§ **Description of the task**: The word "detect" marks the lines to keep; find each one in the data and copy it.

§ **Stored data**:
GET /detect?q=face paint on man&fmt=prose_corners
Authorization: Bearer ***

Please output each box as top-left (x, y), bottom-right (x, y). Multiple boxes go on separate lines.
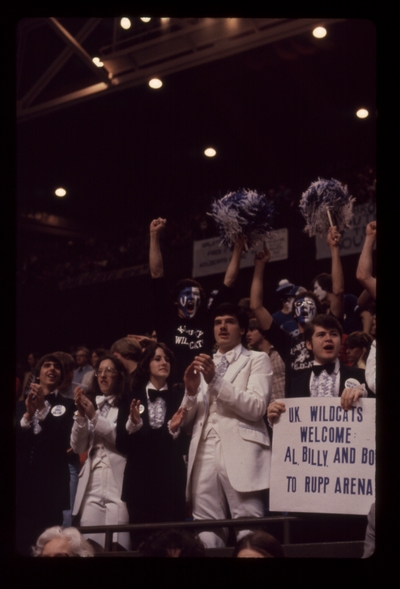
top-left (294, 297), bottom-right (317, 324)
top-left (178, 287), bottom-right (201, 319)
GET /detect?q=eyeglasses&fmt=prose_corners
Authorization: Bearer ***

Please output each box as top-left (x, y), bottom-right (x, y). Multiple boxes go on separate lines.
top-left (95, 368), bottom-right (117, 377)
top-left (294, 298), bottom-right (315, 307)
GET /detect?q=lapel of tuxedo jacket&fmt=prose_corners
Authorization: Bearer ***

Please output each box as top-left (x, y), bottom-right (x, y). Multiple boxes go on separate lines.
top-left (338, 363), bottom-right (365, 396)
top-left (288, 368), bottom-right (312, 398)
top-left (137, 387), bottom-right (150, 429)
top-left (224, 347), bottom-right (251, 383)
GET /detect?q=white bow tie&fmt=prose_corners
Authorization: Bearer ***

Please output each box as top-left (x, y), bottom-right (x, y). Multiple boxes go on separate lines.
top-left (96, 395), bottom-right (115, 409)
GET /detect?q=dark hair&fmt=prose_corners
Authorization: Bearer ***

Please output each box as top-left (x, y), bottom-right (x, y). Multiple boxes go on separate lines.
top-left (138, 529), bottom-right (205, 557)
top-left (232, 531), bottom-right (285, 558)
top-left (345, 331), bottom-right (373, 351)
top-left (53, 351), bottom-right (76, 373)
top-left (87, 355), bottom-right (127, 406)
top-left (91, 348), bottom-right (107, 359)
top-left (212, 302), bottom-right (249, 346)
top-left (248, 317), bottom-right (261, 331)
top-left (212, 302), bottom-right (249, 330)
top-left (75, 347), bottom-right (90, 358)
top-left (171, 279), bottom-right (206, 311)
top-left (110, 338), bottom-right (142, 362)
top-left (132, 342), bottom-right (176, 390)
top-left (34, 354), bottom-right (65, 385)
top-left (292, 291), bottom-right (323, 319)
top-left (311, 272), bottom-right (332, 294)
top-left (303, 314), bottom-right (343, 344)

§ **Expected answer**:
GET /detect?q=face paint on man&fmt=prose_corners
GET /detect?q=eyeglasses&fmt=prose_corners
GET /detect?q=lapel of tuxedo jacket&fmt=prose_corners
GET /detect?q=white bow tie&fmt=prose_corners
GET /detect?q=dark hair&fmt=prose_corners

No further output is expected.